> Selected excerpt
Environment
Your Baby’s Brain: Nurture Is as Important as Nature
Children need to bond with other human beings, from the first moment of life.
Posted November 22, 2021 Reviewed by Hara Estroff Marano
Key points
- Social interaction at birth stimulates development of the infant brain.
- Attachment to another human being is essential for neural growth.
- Animal research and human studies show how powerfully genes are influenced by the environment.
When a mother first holds her baby, whether she bonds with the infant or not, she sets in motion a powerful force of neural development. Specifically, that interaction sparks the growth of neural connections establishing the foundation for the child’s future.
The power of that experience cannot be over-emphasized. Neuroscience, epigenetics, and technology tell us what parents and educators have long suspected: that children need to bond with other human beings, from the first moment of life in order to develop normally.
Scientific studies support the balance between nurture and nature.
Current scientific data have finally settled the question of whether a child’s genes or her environment affects the outcome of her brain’s development. A child’s brain development is influenced almost equally by both his genetic predisposition and heightened experiences that impact how his genes express themselves. Studies indicate that a child’s genes can be both suppressed and enhanced through interactions with his environment.
Animal studies going back to the 1940s indicate that primates deprived of a mother after birth will fixate on any available object as mother, and if further deprived of social interaction, will develop mental illness and depression. Mice that are isolated from their mother and denied her instinctive and constant licking overproduce the stress hormone cortisol, which, circulating in their blood, distorts the natural expression of many genes and changes the structure of their developing brain. The changes not only negatively affect their IQ but also make them more highly strung and less able to handle stress.
In a human study, 13 infants with borderline intellectual disability (ID) were placed in an orphanage shortly after birth. While under adult supervision, the babies were also assigned to a specific ID teenager, who was asked to hold and cuddle her baby daily. By the end of one year, 13 of the 13 newborns were no longer borderline ID.
Eleven were adopted out and their progress followed longitudinally for 30 years. Many of them went on to white-collar careers, such as teaching and accounting. However, the two children left behind in the orphanage slipped back into intellectual disabilities.
Nature provides a blueprint, nurture lays the foundation.
Though genes layout a blueprint for a child’s potential development, they do not determine the direction in which a child will grow. The environment instructs a child’s genes by stimulating some and suppressing others. Thus, a child may have the genetic predisposition to be long and lean, but if he eats a high-carb diet and fails to exercise, he may grow up overweight.
The proverbial shy child can, with early intervention, become socially functional and healthy. The same full expression of possibility is also true of a child’s capacity for memory, learning, hearing, emotional disposition, and coping skills.
References
Champagne F. A. (2008). Epigenetic mechanisms and the transgenerational effects of maternal care. Frontiers in neuroendocrinology, 29(3), 386–397. https://doi.org/10.1016/j.yfrne.2008.03.003
Exceptional Children: An Introduction to Special Education (6th ed.) (pp. 158-159) by William L. Heward (2000). Upper Saddle River, NJ: Merrill/Prentice Hall.

> Data under study
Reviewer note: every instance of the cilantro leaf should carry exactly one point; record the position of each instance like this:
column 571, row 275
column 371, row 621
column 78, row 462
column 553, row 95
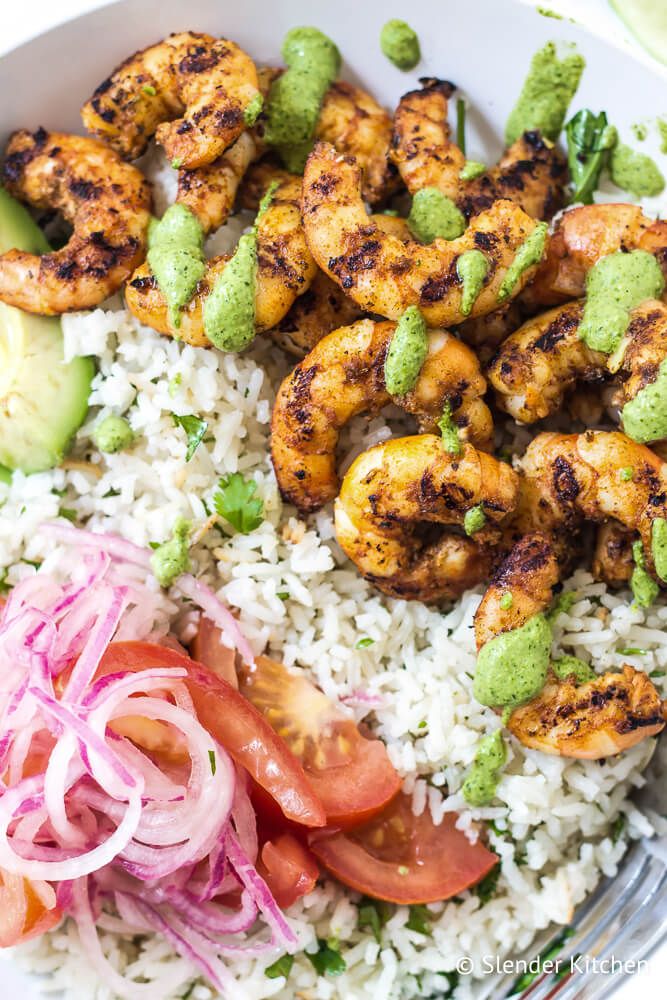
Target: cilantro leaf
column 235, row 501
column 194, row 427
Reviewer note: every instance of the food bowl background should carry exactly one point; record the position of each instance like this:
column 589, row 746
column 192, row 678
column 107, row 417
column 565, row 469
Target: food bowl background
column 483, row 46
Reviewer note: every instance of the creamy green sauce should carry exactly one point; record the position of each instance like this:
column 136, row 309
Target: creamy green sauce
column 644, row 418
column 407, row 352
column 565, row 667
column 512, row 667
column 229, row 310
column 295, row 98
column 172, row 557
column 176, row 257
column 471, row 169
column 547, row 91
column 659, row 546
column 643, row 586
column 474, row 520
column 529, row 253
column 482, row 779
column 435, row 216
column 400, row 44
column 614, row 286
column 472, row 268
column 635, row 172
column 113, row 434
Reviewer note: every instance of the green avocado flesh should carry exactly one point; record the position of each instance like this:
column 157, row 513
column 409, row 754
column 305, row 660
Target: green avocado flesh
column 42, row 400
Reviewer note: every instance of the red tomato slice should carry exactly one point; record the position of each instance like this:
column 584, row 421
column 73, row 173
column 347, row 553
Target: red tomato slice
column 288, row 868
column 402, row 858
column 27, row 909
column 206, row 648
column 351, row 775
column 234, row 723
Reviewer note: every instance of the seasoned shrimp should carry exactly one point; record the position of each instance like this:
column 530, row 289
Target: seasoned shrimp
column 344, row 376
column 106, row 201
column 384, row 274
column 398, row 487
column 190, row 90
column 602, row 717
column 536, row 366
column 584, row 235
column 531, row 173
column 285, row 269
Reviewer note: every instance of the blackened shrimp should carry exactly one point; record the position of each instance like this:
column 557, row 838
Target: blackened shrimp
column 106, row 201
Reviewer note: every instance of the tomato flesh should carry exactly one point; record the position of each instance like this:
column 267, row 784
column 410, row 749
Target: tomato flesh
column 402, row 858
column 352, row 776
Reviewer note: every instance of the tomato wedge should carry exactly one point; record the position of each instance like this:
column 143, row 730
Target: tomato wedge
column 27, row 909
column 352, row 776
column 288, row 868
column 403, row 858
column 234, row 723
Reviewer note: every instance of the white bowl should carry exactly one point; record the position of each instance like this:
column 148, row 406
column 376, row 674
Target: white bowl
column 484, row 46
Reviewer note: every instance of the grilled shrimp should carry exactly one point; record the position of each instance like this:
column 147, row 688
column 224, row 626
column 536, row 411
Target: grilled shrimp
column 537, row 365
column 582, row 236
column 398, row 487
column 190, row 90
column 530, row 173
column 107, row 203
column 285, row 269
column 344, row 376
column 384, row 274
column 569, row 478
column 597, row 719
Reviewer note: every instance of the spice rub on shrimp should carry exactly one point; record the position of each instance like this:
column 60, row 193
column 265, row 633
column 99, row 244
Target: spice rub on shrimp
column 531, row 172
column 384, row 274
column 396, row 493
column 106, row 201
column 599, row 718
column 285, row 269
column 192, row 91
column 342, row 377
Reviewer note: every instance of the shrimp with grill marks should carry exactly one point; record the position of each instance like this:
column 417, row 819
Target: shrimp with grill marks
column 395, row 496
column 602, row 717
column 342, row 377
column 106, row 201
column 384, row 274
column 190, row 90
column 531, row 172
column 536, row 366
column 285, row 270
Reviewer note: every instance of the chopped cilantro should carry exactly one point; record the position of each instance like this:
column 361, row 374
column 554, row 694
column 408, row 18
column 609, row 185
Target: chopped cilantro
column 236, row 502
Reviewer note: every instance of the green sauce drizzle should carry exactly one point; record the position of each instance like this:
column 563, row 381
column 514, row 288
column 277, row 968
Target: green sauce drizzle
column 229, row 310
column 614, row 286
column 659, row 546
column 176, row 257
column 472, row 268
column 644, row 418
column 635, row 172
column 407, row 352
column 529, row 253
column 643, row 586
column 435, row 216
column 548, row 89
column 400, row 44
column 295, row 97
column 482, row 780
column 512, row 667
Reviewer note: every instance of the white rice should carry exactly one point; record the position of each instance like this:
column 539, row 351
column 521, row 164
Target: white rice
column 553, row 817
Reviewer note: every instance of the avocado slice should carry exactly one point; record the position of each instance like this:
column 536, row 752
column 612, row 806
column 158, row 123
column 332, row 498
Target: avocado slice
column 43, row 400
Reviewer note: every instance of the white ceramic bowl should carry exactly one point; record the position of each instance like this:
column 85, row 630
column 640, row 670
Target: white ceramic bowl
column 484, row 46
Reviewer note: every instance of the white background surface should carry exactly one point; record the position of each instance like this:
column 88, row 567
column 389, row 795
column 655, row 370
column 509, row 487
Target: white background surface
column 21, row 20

--

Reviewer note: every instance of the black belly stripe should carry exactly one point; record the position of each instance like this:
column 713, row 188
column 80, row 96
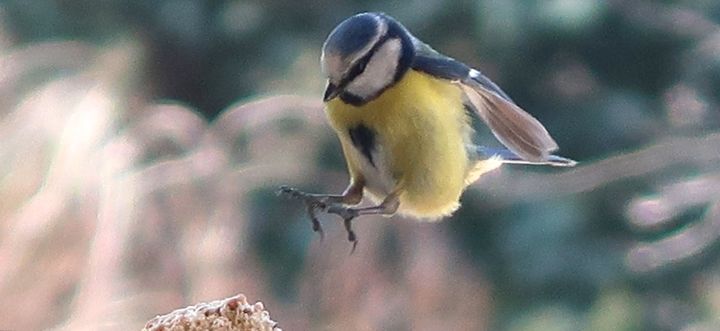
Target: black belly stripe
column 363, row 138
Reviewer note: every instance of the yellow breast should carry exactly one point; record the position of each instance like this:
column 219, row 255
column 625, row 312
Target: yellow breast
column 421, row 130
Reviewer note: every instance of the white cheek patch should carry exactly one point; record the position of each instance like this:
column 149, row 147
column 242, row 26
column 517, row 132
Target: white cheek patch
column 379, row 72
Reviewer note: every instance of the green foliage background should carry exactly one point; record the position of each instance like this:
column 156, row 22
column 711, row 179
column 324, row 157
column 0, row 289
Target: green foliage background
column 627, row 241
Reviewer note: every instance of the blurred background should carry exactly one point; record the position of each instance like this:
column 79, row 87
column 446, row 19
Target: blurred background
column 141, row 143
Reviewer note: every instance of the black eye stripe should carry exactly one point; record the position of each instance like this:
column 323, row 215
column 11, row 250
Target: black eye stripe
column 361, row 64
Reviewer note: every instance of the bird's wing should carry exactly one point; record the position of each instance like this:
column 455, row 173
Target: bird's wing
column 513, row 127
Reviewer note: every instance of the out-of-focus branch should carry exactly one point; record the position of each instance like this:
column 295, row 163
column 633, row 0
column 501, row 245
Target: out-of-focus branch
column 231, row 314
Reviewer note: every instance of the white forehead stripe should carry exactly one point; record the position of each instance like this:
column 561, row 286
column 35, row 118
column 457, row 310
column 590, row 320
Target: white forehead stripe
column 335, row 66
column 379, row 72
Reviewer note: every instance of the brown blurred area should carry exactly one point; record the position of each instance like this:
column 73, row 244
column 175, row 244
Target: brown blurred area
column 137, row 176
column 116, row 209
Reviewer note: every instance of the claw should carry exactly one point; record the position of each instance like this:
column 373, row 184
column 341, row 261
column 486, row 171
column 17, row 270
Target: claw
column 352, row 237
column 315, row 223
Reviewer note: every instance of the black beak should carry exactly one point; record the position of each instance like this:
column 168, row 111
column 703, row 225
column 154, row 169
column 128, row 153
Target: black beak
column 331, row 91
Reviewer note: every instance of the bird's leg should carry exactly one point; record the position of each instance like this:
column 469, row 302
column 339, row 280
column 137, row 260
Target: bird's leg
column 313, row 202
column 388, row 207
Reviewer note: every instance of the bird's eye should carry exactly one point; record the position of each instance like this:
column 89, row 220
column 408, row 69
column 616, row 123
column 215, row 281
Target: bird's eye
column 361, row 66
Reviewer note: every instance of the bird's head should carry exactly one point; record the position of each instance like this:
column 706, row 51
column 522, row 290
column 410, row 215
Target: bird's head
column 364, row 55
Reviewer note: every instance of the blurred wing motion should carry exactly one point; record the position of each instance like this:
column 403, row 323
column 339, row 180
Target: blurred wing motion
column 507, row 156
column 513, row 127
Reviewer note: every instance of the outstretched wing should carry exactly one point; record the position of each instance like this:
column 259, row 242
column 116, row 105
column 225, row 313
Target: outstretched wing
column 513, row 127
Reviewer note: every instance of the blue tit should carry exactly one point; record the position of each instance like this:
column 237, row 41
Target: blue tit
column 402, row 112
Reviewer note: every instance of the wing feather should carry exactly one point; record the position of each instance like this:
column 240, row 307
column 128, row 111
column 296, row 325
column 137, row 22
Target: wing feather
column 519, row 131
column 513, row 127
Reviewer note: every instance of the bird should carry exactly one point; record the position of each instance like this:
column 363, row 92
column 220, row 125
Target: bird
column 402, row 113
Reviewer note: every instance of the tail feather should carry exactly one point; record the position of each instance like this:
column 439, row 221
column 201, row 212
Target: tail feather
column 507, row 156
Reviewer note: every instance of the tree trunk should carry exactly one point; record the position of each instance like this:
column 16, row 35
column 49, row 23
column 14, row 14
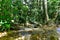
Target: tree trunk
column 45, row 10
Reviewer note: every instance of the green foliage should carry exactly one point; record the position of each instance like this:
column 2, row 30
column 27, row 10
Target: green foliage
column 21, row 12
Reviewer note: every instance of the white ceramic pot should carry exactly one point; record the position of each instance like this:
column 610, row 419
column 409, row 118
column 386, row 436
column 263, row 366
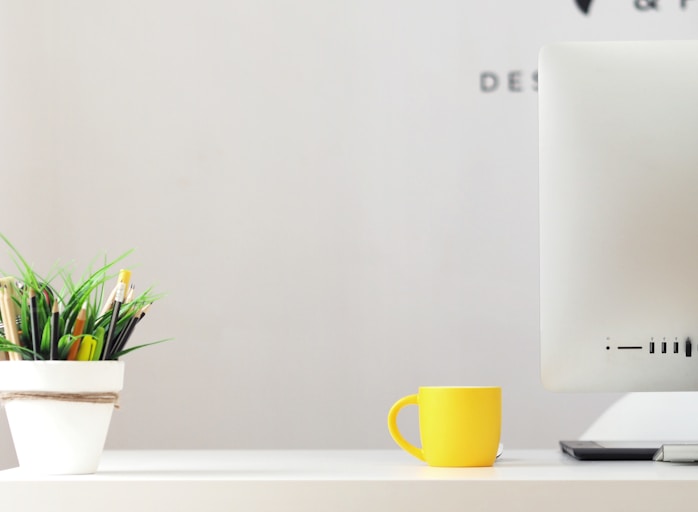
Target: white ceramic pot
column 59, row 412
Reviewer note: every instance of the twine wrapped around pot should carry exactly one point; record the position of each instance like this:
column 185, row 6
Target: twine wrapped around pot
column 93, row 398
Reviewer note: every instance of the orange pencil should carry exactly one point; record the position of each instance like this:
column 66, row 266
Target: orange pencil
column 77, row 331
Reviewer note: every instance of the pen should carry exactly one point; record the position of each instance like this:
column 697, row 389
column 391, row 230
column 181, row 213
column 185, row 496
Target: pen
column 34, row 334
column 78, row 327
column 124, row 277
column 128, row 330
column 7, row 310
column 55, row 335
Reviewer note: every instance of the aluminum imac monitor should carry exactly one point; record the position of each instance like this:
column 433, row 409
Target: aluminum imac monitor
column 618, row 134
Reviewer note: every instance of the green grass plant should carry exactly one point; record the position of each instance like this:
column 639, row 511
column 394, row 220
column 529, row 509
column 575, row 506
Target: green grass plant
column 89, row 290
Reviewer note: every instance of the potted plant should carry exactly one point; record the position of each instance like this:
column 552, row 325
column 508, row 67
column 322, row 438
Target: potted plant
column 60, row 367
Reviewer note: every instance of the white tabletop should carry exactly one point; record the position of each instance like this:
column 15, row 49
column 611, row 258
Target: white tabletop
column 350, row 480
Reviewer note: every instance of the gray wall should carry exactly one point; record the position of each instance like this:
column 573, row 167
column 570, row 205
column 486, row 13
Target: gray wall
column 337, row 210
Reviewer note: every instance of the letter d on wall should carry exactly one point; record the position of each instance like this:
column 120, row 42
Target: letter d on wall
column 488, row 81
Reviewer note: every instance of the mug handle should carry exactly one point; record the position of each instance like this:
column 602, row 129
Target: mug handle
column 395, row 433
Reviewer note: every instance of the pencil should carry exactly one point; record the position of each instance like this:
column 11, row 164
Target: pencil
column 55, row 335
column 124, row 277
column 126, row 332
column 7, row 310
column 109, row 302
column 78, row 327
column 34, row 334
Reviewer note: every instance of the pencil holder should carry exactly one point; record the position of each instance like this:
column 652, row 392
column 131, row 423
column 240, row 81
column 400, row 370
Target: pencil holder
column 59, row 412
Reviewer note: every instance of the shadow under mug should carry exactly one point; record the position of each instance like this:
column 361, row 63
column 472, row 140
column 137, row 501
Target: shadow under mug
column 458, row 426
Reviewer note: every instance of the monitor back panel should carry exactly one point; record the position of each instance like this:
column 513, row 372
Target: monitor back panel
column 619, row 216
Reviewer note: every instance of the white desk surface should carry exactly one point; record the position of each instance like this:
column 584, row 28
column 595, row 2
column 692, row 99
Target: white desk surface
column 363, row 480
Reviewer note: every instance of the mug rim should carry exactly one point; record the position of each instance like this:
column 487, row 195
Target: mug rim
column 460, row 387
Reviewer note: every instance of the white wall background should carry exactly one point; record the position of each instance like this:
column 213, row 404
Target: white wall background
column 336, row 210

==

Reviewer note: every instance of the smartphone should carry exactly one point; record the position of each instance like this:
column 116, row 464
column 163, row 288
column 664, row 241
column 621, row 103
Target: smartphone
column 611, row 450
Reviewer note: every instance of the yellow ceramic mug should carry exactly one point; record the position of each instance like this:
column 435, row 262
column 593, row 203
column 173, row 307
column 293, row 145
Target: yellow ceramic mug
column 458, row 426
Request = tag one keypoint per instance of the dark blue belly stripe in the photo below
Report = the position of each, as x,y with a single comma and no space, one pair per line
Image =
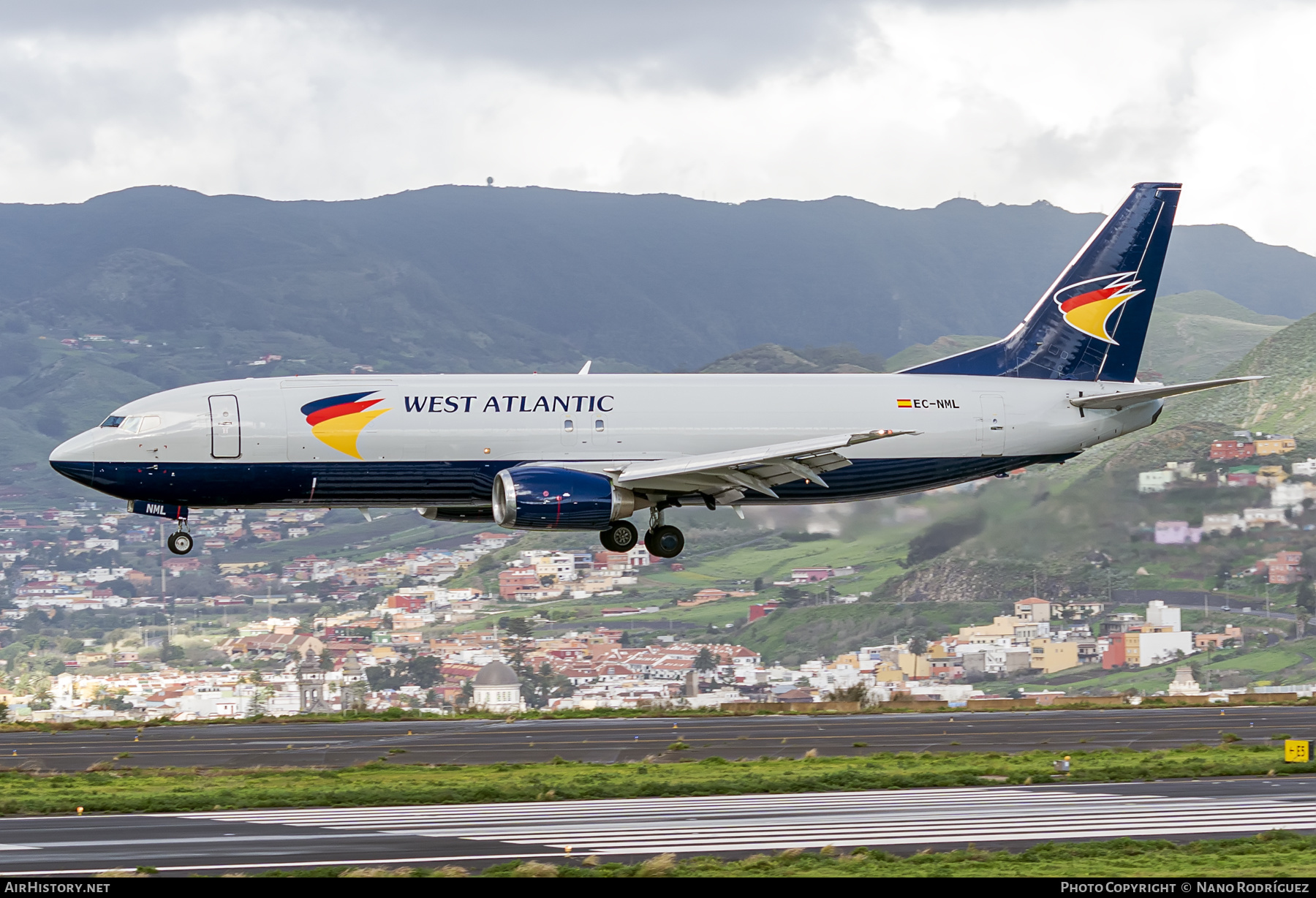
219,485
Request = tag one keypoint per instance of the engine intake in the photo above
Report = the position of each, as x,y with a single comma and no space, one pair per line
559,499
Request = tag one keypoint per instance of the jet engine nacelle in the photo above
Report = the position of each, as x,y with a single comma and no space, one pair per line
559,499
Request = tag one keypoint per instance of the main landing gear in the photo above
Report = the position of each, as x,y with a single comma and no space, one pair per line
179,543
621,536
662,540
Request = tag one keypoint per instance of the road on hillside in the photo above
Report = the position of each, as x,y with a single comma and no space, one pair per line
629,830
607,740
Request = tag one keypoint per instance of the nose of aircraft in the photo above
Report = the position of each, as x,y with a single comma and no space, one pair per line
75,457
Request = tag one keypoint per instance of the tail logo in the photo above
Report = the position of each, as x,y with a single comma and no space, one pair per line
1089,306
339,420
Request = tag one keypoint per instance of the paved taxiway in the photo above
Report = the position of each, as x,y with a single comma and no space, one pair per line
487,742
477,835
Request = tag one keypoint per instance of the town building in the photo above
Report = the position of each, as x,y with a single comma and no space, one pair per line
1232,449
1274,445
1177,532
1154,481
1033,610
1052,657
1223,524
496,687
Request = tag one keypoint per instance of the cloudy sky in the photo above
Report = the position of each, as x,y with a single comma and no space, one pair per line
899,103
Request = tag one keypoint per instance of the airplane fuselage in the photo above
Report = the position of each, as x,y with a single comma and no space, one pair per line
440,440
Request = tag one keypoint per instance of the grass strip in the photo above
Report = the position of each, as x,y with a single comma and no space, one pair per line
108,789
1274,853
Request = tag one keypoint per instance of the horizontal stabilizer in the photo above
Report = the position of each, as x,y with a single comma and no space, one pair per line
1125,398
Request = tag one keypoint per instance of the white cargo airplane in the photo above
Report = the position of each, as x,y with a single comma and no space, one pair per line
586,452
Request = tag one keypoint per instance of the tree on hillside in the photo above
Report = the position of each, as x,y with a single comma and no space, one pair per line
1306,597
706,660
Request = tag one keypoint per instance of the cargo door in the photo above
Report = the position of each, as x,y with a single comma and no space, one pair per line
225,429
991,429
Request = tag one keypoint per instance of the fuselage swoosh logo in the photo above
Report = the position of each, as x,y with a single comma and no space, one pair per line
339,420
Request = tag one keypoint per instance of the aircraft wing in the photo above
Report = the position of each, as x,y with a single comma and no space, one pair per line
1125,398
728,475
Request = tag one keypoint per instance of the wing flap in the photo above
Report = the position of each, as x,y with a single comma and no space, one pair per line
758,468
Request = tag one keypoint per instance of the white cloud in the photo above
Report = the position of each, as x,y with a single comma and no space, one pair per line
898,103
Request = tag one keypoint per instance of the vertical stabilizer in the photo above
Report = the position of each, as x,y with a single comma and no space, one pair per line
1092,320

> Questions to answer
1: Extract the passage of the article on infant brain development from "Nature provides a" up to and including "grow up overweight.".
2: Answer these questions from the article on infant brain development:
(a) On what date was the article posted?
(b) How many infants with borderline intellectual disability were placed in the orphanage in the human study?
(c) Which stress hormone do mice isolated from their mother overproduce?
3: According to the article on infant brain development, why does the developing brain of mice isolated from their mother change in structure? Answer in one to three sentences.
None of the items are needed here.

> Solutions to the exercise
1:
Nature provides a blueprint, nurture lays the foundation.
Though genes layout a blueprint for a child’s potential development, they do not determine the direction in which a child will grow. The environment instructs a child’s genes by stimulating some and suppressing others. Thus, a child may have the genetic predisposition to be long and lean, but if he eats a high-carb diet and fails to exercise, he may grow up overweight.

2:
(a) November 22, 2021
(b) 13
(c) Cortisol

3: Without their mother's instinctive and constant licking, the mice overproduce the stress hormone cortisol. Circulating in their blood, the cortisol distorts the natural expression of many genes and changes the structure of the developing brain.